Görev Tanımı A |
Sendika temsilcilerinin konuşmalarını aktaran alıntıda "Kiritsis, Güney Kıbrıs’ta" ifadesinden "ortak olduğunu söyledi." ifadesine kadar uzanan bölümü hiçbir değişiklik yapmadan yazıya geçiriniz.

PEO Genel Sekreteri Pambis Kiritsis, PEO’nun sınıfsal bilince sahip Kıbrıslı Türk ve Rum emekçilerin ortak eseri olduğunu söyleyerek konuşmasına başladı.

Kiritsis, Güney Kıbrıs’ta yaşanan ekonomik kriz ve sendikal mücadeleyi anlattığı konuşmasında, PEO’nun Pazar gün yapılacak başkanlık seçimlerinde Stavros Malas’ı desteklediğini söyledi.

Kiritsis, “Mücadelelerinizi yakından izliyoruz ve yaşadığınız güçlükleri ve zor koşulları biliyoruz. Her zaman sizinle dayanışma içinde olacağız” dedi.

 

ÖZTAŞKIN: DÜNYANIN GÖZÜ HİDROKARBON YATAKLARINA ÇEVRİLDİ

Türkiye Petrol İş Genel Başkanı Mustafa Öztaşkın, Türkiyeli işçiler ile KKTC’deki işçilerin sorunlarının ortak olduğunu söyledi.

Kıbrıslı Türklerin Türkiye ile imzalanan protokollere karşı onurluca direndiğini söyleyen Öztaşkın, “Bu mücadelede her zaman yanınızdayız” dedi.

Doğu Akdeniz’de önemli bir miktarda doğalgaz ve petrol rezervi tespit edildiğini anımsatan Öztaşkın, “Bu durum emperyalist ülkelerin gözünü bu coğrafyaya dikmesine yol açtı” diye konuştu.

Öztaşkın, kaynakların barışın sağlanmasında araç olarak kullanılması gerektiğini ifade etti.

Alıştırma Verileri |
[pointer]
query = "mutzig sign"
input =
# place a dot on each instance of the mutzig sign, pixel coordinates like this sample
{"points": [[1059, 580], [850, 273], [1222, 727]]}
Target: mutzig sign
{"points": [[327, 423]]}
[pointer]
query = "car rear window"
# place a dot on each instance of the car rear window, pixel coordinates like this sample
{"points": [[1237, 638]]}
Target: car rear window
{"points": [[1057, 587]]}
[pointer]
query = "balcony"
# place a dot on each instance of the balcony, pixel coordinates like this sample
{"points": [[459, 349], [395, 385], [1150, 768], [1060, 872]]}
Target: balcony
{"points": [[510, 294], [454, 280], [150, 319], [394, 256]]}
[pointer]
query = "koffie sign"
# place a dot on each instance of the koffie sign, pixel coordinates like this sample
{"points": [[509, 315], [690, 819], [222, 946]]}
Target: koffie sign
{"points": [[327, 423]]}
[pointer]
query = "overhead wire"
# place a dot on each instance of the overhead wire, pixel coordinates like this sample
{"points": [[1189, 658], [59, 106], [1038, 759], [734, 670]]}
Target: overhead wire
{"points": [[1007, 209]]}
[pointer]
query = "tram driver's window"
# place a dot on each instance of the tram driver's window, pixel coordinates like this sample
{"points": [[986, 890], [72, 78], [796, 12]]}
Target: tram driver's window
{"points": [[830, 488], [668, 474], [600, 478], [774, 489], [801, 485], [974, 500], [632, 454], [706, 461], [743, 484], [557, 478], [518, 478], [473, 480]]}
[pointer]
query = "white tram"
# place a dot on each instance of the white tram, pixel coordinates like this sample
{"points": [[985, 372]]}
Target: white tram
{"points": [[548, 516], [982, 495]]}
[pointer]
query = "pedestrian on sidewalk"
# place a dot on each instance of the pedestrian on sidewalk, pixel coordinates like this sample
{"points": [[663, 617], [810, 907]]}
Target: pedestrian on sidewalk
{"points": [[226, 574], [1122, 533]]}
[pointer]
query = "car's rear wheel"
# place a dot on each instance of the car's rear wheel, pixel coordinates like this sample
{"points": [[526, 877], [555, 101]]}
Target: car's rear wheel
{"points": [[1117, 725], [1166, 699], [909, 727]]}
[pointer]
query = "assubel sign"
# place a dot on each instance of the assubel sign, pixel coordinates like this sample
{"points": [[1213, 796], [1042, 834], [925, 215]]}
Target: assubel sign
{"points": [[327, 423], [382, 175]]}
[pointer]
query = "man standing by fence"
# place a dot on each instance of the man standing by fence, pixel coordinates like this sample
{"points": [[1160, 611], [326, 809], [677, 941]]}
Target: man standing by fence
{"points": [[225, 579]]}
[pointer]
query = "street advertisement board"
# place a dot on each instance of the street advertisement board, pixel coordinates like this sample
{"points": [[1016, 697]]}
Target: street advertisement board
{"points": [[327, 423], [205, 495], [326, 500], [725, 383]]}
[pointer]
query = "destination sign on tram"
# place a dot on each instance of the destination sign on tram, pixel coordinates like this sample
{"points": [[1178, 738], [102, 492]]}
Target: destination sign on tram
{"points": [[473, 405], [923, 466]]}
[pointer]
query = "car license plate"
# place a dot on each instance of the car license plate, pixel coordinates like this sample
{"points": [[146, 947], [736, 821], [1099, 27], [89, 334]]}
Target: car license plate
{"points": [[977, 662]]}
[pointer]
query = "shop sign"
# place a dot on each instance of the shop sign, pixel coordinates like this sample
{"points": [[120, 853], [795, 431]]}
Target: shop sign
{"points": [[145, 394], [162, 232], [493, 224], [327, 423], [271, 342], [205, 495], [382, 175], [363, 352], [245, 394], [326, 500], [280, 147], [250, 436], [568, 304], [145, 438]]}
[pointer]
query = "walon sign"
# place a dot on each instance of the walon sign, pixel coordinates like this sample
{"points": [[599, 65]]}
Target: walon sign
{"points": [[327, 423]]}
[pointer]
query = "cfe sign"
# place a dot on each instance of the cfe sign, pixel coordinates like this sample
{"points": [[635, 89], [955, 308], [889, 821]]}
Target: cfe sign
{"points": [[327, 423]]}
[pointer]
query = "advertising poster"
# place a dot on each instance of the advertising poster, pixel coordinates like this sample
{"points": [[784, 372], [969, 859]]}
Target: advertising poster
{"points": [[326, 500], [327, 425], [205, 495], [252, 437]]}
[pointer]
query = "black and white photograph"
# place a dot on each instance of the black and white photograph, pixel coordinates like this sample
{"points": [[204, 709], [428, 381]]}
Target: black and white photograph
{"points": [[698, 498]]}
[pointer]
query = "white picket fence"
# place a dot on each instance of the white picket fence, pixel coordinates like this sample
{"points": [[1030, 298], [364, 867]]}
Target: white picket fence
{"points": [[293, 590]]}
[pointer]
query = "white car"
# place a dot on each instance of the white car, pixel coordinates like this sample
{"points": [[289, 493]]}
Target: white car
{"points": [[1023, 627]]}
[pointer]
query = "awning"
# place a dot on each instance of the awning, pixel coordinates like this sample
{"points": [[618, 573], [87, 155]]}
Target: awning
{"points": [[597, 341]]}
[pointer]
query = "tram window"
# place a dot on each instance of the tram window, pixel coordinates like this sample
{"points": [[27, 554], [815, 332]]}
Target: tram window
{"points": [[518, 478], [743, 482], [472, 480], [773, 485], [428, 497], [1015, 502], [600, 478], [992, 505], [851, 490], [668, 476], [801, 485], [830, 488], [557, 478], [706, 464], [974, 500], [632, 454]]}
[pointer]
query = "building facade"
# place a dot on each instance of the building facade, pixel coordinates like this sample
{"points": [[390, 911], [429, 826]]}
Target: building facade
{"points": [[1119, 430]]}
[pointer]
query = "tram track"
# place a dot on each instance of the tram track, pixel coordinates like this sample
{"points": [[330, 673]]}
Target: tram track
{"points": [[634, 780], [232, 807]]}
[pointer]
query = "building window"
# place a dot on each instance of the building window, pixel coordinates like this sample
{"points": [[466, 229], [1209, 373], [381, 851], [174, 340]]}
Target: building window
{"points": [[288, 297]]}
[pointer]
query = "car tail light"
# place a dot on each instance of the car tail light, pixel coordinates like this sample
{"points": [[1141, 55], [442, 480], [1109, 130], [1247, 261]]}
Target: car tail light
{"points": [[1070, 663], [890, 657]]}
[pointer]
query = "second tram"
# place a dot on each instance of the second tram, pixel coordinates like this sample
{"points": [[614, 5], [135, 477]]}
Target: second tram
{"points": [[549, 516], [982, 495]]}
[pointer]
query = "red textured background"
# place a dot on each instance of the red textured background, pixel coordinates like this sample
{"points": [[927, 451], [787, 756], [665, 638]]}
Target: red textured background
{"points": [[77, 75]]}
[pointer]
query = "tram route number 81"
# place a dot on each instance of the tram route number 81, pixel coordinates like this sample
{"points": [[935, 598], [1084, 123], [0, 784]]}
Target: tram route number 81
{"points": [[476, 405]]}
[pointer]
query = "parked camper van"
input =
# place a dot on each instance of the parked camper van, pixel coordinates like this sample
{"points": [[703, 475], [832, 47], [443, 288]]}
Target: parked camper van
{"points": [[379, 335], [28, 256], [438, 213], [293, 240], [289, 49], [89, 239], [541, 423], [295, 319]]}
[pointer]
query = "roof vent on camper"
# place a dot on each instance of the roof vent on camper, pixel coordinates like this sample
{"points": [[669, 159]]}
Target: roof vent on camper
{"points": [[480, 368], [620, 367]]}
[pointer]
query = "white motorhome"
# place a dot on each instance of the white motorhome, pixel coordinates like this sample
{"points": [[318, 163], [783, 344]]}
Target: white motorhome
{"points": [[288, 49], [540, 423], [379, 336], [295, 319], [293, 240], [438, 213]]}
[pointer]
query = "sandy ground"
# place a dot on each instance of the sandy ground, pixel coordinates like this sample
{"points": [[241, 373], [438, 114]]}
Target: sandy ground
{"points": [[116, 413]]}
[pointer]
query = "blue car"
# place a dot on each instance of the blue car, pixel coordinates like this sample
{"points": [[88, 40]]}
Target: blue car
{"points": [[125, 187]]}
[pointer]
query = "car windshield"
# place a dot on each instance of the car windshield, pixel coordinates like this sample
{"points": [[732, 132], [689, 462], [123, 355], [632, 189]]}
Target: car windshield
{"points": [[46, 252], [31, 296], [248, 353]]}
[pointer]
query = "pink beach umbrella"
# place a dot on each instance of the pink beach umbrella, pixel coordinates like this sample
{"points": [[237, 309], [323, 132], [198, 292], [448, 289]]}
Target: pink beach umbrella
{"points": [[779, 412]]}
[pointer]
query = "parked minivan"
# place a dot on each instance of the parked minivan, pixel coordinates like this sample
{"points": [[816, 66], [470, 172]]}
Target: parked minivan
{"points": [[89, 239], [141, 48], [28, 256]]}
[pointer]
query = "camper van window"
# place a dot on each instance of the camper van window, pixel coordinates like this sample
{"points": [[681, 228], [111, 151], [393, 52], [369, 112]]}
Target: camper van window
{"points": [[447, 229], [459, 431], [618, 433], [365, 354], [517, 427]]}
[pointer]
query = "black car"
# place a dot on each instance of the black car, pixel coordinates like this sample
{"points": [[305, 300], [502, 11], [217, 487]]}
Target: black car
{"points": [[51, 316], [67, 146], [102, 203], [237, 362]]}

Görev Tanımı B |
Kayıtlar arasından "assubel" dizesini içeren satırların tamamını ayıklayarak değiştirmeden yazınız.

Nihai Yanıt A |
Kiritsis, Güney Kıbrıs’ta yaşanan ekonomik kriz ve sendikal mücadeleyi anlattığı konuşmasında, PEO’nun Pazar gün yapılacak başkanlık seçimlerinde Stavros Malas’ı desteklediğini söyledi.

Kiritsis, “Mücadelelerinizi yakından izliyoruz ve yaşadığınız güçlükleri ve zor koşulları biliyoruz. Her zaman sizinle dayanışma içinde olacağız” dedi.

 

ÖZTAŞKIN: DÜNYANIN GÖZÜ HİDROKARBON YATAKLARINA ÇEVRİLDİ

Türkiye Petrol İş Genel Başkanı Mustafa Öztaşkın, Türkiyeli işçiler ile KKTC’deki işçilerin sorunlarının ortak olduğunu söyledi.

Nihai Yanıt B |
query = "assubel sign"
# place a dot on each instance of the assubel sign, pixel coordinates like this sample
Target: assubel sign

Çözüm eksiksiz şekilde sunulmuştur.